■ JOBS:
a - In the homecare guide, who decides whether you are eligible for homecare services?
b - Quote the homecare guide word for word, starting at "Before charging you" and ending at "any help available?".

■ TEXT SHOWN:
Everybody needs a little help sometimes. If it's getting harder to manage, you may be able to get the extra care and support you need through social care.

 

What kind of homecare support is available?

There are lots of homecare services available, depending on what you need. Your local authority will decide if you're eligible for these services, or for home carers or a personal assistant. The kinds of services available to help you in your own home include:

  • getting in and out of bed

  • bathing and washing

  • preparing meals

  • cleaning

  • fitting equipment and adaptations to your home, such as stairlifts and bath seats

  • going to a day centre

 

There are many benefits to choosing homecare. Homecare is a lot more flexible, offering different levels of care without long-term commitment.

What's the process?

Arranging homecare ideally starts with getting an assessment of your care needs by your local council.

There’s no charge for this and you’re entitled to one regardless of your income and savings.

After your assessment, your local council will provide a written care plan if you are eligible for support, or will give you advice and information on your other options if you do not meet the criteria for help.

We have a fuller explanation of the care needs assessment, detailing what it includes and the needs that are then eligible for help from social services

Will you have to pay for care services at home?

Most local councils charge for the services they provide in your home. Some place an upper weekly limit on the amount you have to pay.

Before charging you for services, your local council must work out how much you can afford to pay and this amount should leave you with a reasonable level of income.

Check your local council’s website for their charging information

Can you arrange my own homecare?

If you’re assessed as needing community care services you may be able to choose something called direct payments.

These are regular payments paid by the council directly to you or a person you trust and allow you to buy and arrange your own care.

Alongside direct payments, the Government has introduced personal budgets which aim to give people more choice and control over how they arrange and pay for their social care services.

You only need a little help with housework and gardening. Is there any help available?

Most local councils don’t provide support if you just need a helping hand with your housework, gardening or shopping.

It may still be a good idea to get an assessment by your local council to discuss your options, even if they are not able to help with these tasks.

Where shouldyou look for help if you're arranging homecare myself?

Your local adult social services department should be able to provide you with details of approved private agencies.

Ask friends or relatives for recommendations.

What should you do next?

However you intend to pay for your care and the type you get, it's important to arrange that assessment of needs.

What it does is put in black and white your situation at a certain time. You can then be reassessed later to see if anything has changed.

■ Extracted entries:
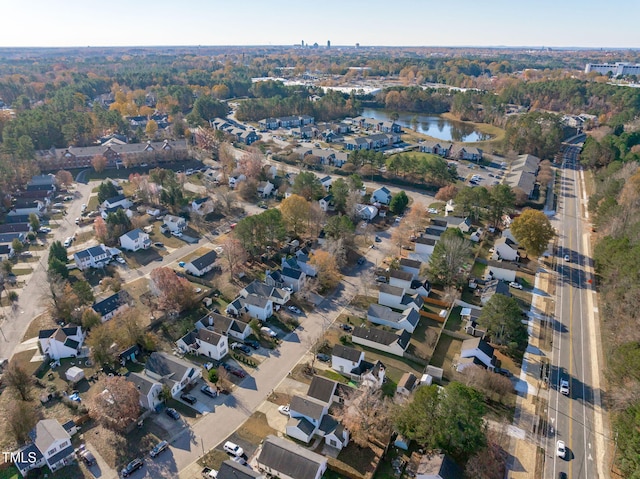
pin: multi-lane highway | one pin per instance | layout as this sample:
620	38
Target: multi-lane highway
575	418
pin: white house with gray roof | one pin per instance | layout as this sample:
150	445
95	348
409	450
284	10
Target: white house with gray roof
135	240
286	460
407	320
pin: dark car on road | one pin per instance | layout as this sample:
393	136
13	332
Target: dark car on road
188	398
132	467
173	414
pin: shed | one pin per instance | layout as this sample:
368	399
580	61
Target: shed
74	374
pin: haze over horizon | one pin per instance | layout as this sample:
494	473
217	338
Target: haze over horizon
493	23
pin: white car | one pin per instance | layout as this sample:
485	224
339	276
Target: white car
564	387
561	450
233	448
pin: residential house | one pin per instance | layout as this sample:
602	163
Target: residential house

■ WRITTEN ANSWERS:
a - Your local authority.

b -
Before charging you for services, your local council must work out how much you can afford to pay and this amount should leave you with a reasonable level of income.

Check your local council’s website for their charging information

Can you arrange my own homecare?

If you’re assessed as needing community care services you may be able to choose something called direct payments.

These are regular payments paid by the council directly to you or a person you trust and allow you to buy and arrange your own care.

Alongside direct payments, the Government has introduced personal budgets which aim to give people more choice and control over how they arrange and pay for their social care services.

You only need a little help with housework and gardening. Is there any help available?